--- Exercise set ---
**A.** Answer these three questions using the excerpt on the proposed rule change, one answer per line, marked to match:
(i) Were written comments on the proposed rule change solicited or received?
(ii) How many days after filing does a rule change filed under Rule 19b-4(f)(6) normally become operative?
(iii) At minimum, how many business days before the filing date must written notice of intent to file be given to the Commission?
**B.** List every citation to the U.S. Code or the Code of Federal Regulations that appears in the footnotes of the excerpt on the proposed rule change.

--- Selected text ---
===
B. Self-Regulatory Organization's Statement on Burden on Competition

    The Exchange does not believe that the proposed rule change will 
impose any burden on competition that is not necessary or appropriate 
in furtherance of the purposes of the Act.

C. Self-Regulatory Organization's Statement on Comments on the Proposed 
Rule Change Received From Members, Participants, or Others

    Written comments on the proposed rule change were neither solicited 
nor received.

III. Date of Effectiveness of the Proposed Rule Change and Timing for 
Commission Action

    Because the foregoing proposed rule change: (1) Does not 
significantly affect the protection of investors or the public 
interest; (2) does not impose any significant burden on competition; 
and (3) by its terms does not become operative for 30 days after the 
date of this filing, or such shorter time as the Commission may 
designate if consistent with the protection of investors and the public 
interest, the proposed rule change has become effective pursuant to 
section 19(b)(3)(A) of the Act \8\ and Rule 19b-4(f)(6) thereunder.\9\
---------------------------------------------------------------------------

    \8\ 15 U.S.C. 78s(b)(3)(A).
    \9\ 17 CFR 240.19b-4(f)(6).
---------------------------------------------------------------------------

    A proposed rule change filed under Rule 19b-4(f)(6) normally does 
not become operative for 30 days after the date of filing. However, 
Rule 19b-4(f)(6)(iii) permits the Commission to designate a shorter 
time if such action is consistent with the protection of investors and 
the public interest. In addition, Rule 19b-4(f)(6)(iii) requires a 
self-regulatory organization to provide the Commission with written 
notice of its intent to file the proposed rule change, along with a 
brief description and text of the proposed rule change, at least five 
business days prior to the date of filing of the proposed rule change, 
or such shorter time as designated by the Commission.\10\
---------------------------------------------------------------------------

    \10\ As required under Rule 19b-4(f)(6)(iii), the Exchange 
provided the Commission with written notice of its intent to file 
the proposed rule change at least five business days prior to the 
filing date. See 17 CFR 240.19b-4(f)(6)(iii).
===
--- Source material ---
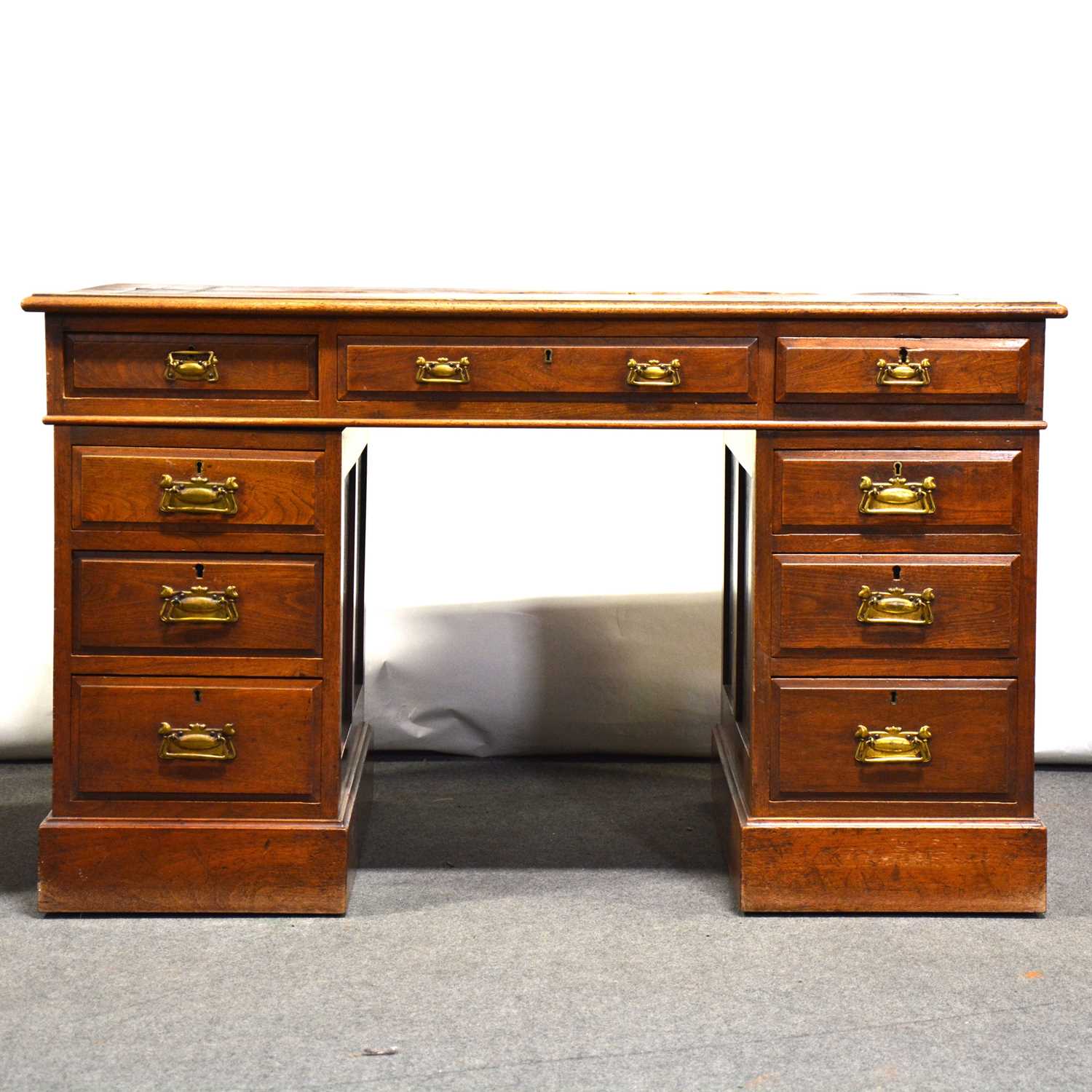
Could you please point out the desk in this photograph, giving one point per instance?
(875, 751)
===
--- Task responses ---
**A.**
(i) Written comments were neither solicited nor received.
(ii) 30 days.
(iii) Five business days.

**B.**
15 U.S.C. 78s(b)(3)(A)
17 CFR 240.19b-4(f)(6)
17 CFR 240.19b-4(f)(6)(iii)